## Task list
1. In the high-speed aerodynamics text, what is the name of the newly developed genetic algorithm?
2. Write the next part of the high-speed aerodynamics text, picking up after its last sentence.

High-Speed Aerodynamics

Flight environments of winged space transportation systems with rocket engines include 1) powered ascent with low angle of attack, 2) reentry with high angle of attack, and 3) gliding with middle angle of attack. In the viewpoint of aerodynamics, therefore, pitching moment characteristics that is responsible for longitudinal trim capability is important along with lift-to-drag ratio. We have conducted multi-objective optimization of supersonic airfoil considering the maximization of lift-to-drag ratio and the minimization of the aerodynamic-center movement. In order to obtain design solutions with high diversity, “dynamically-distributed genetic algorithm” is newly developed and applied. This is a novel genetic algorithm based on island model whose islands are dynamically divided or merged using hierarchical clustering.

## Material provided

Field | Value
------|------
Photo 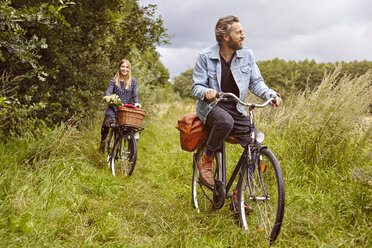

## Answers below
1. The dynamically-distributed genetic algorithm.

2.
Pitot tube used in usual aircraft is not applicable to high-speed vehicles due to thermal issues produced by shock waves. We have studied FADS (Flush Air Data Sensing) system, where air data is estimated based on the pressure measurements at several ports installed on the vehicle nose. Especially, our motivation is to develop fault-tolerant FADS system with redundant number of pressure ports and sensors. Research activities include 1) the development of air data estimation algorithm and 2) the wind tunnel tests for collecting calibration data. By using redundant  number of ports, it becomes possible to avoid mathematical indefiniteness in conventional estimation procedures and to realize fault-tolerance.